| Short exercise |
Reproduce verbatim the lines of the rows below, starting at the line that contains "Each instance of the **window" and ending at the line that contains "44 275 L 81", with both of those lines included.

| Source records |
◇ ◇ ◇

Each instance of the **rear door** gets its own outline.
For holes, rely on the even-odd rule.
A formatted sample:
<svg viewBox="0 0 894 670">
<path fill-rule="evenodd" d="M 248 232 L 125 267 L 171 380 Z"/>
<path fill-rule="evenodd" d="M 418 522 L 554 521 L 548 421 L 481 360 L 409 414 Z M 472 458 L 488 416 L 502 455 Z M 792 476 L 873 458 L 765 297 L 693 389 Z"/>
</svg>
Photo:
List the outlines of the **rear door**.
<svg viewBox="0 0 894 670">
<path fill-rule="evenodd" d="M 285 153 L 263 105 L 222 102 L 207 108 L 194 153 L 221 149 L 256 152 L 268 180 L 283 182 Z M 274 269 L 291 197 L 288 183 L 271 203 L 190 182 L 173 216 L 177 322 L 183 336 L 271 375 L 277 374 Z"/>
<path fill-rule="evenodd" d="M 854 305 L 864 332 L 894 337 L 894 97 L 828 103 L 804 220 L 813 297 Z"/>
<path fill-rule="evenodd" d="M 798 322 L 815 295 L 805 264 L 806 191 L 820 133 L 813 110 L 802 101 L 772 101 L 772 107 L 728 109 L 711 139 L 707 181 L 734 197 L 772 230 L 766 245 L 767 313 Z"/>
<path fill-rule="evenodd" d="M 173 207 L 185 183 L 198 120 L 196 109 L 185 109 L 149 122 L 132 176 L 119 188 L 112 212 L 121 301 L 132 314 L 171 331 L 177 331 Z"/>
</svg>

◇ ◇ ◇

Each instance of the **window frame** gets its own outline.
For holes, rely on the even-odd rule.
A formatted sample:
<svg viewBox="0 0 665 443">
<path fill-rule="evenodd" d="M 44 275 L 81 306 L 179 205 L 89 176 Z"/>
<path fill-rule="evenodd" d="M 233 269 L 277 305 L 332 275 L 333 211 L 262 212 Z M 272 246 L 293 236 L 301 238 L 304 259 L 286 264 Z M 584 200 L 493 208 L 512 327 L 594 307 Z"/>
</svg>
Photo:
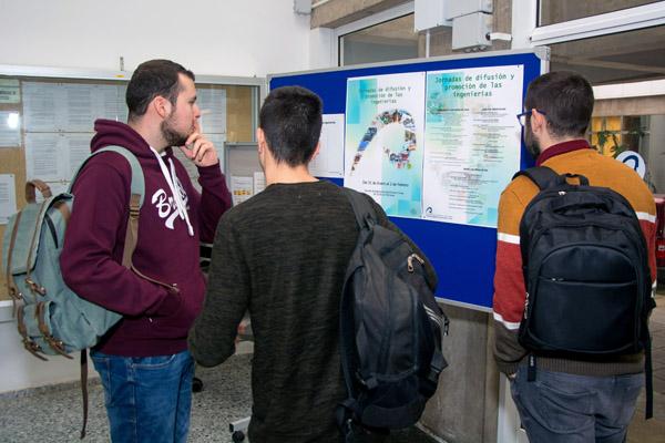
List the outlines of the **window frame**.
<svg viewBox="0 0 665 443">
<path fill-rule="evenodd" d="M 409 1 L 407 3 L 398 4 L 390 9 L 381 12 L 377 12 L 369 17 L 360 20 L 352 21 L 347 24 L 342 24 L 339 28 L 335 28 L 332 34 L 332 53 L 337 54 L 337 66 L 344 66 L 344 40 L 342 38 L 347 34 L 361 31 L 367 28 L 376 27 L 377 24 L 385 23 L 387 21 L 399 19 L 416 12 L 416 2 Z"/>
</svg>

◇ ◇ ◇

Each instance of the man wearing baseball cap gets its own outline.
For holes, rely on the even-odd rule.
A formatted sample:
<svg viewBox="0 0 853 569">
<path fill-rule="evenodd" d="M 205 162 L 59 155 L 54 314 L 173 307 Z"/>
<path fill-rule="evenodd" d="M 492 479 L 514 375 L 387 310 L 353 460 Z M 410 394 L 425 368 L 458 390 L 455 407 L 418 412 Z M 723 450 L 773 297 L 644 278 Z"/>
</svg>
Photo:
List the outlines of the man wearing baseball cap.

◇ ◇ ◇

| The response |
Each instance of the **window frame** gets its own outline.
For holes, rely on the even-odd rule.
A formatted sample:
<svg viewBox="0 0 665 443">
<path fill-rule="evenodd" d="M 44 275 L 81 306 L 179 205 L 89 176 Z"/>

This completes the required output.